DOCUMENT EXTRACT ->
==========

# planting clover question



## bobp (Mar 4, 2014)

I previously planted 15# of Ladino White clover. It was simply broadcast thickly. it's done very well. I let the bees work it until the blooms died down then mowed it and it rebloomed twice, and our bees worked it hard.

I have purchased 10# of seed in each of Ladino, Dutch and Crimson. Seed by the # has been hard to find, but i'm looking for some Alsike and yellow clover too?
I plan on planting it over my orchard sod. Fescue, crabgrass, native mix. Also over the fallow portions of my farm.

My question is i was trying to decide on whether or not to plant it in strips 2 spreader throws wide (25-30') per type or just mix it and spread it? Either way
annual rye will be used as a carrier for spreading.


----------



## jwal10 (Jun 5, 2010)

Mix and inoculate the seed. Don't plant more per acre than the recommended rate as your mix. If you mow early enough in the summer and let it go to seed, then mow late (or not) it will set seed and no need to seed every year. Crimson and others are good for more than 1 year, too. Frost seeding works well for clover seed. Annual ryegrass? Clover seed will spread wider than ryegrass seed as it is light. I take it the seeder won't allow such a small amount of seed....James


----------



## bobp (Mar 4, 2014)

I bought inoculated seed. I have a couple types of spreders. Walk and turn broadcast, and a trailer pull ground driven made from a car axel and a barrel. It works well. 
But what I understand from the co-op operator on the mixture with rye, is some of the clover will kind of attatch via static to the rye seed and spread better without clumping. 

I was thinking stripping it would allow me to mow or otherwise manage one variety seperatly from others.

==========

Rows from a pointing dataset
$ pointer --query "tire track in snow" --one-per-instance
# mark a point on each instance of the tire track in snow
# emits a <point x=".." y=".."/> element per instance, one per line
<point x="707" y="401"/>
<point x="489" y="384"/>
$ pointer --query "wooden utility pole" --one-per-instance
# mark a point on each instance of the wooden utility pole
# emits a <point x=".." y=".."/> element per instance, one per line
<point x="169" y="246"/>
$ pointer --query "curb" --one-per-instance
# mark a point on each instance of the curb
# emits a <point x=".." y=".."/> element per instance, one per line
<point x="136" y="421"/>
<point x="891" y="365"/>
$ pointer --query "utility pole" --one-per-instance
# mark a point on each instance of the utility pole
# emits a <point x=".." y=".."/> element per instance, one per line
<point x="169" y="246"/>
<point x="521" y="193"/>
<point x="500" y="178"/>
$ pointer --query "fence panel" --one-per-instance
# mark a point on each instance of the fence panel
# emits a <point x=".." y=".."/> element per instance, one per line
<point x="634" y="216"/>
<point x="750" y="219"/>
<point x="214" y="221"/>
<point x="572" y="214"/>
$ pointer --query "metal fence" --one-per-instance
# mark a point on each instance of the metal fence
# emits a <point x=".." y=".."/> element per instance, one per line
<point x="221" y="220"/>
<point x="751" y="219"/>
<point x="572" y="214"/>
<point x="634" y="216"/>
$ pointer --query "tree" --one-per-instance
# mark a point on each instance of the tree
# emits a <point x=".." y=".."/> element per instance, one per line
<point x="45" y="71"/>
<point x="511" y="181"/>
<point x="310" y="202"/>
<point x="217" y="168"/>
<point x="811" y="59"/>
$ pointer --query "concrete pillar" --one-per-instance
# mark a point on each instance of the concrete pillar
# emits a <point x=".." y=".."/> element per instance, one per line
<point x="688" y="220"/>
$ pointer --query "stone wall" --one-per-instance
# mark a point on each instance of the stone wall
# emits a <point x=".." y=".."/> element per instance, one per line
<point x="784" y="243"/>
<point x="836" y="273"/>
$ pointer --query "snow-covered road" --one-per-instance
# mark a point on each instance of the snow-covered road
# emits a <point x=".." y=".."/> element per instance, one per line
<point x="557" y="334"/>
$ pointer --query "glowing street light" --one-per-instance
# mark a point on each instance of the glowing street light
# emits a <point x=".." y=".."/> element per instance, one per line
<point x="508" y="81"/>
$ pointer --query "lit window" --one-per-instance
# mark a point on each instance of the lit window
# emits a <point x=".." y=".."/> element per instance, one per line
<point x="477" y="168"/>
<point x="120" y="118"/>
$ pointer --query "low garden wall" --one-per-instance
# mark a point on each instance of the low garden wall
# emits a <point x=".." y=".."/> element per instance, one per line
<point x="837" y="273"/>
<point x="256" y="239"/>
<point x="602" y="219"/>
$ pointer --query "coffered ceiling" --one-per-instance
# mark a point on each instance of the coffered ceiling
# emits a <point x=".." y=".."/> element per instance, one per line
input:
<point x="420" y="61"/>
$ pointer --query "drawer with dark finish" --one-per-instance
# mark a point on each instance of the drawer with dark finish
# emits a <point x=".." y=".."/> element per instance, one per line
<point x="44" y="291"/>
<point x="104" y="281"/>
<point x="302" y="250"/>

==========

TASK INSTRUCTIONS -> Can you copy out the whole clover-planting thread above word for word?

FINAL RESULT ->
# planting clover question



## bobp (Mar 4, 2014)

I previously planted 15# of Ladino White clover. It was simply broadcast thickly. it's done very well. I let the bees work it until the blooms died down then mowed it and it rebloomed twice, and our bees worked it hard.

I have purchased 10# of seed in each of Ladino, Dutch and Crimson. Seed by the # has been hard to find, but i'm looking for some Alsike and yellow clover too?
I plan on planting it over my orchard sod. Fescue, crabgrass, native mix. Also over the fallow portions of my farm.

My question is i was trying to decide on whether or not to plant it in strips 2 spreader throws wide (25-30') per type or just mix it and spread it? Either way
annual rye will be used as a carrier for spreading.


----------



## jwal10 (Jun 5, 2010)

Mix and inoculate the seed. Don't plant more per acre than the recommended rate as your mix. If you mow early enough in the summer and let it go to seed, then mow late (or not) it will set seed and no need to seed every year. Crimson and others are good for more than 1 year, too. Frost seeding works well for clover seed. Annual ryegrass? Clover seed will spread wider than ryegrass seed as it is light. I take it the seeder won't allow such a small amount of seed....James


----------



## bobp (Mar 4, 2014)

I bought inoculated seed. I have a couple types of spreders. Walk and turn broadcast, and a trailer pull ground driven made from a car axel and a barrel. It works well. 
But what I understand from the co-op operator on the mixture with rye, is some of the clover will kind of attatch via static to the rye seed and spread better without clumping. 

I was thinking stripping it would allow me to mow or otherwise manage one variety seperatly from others.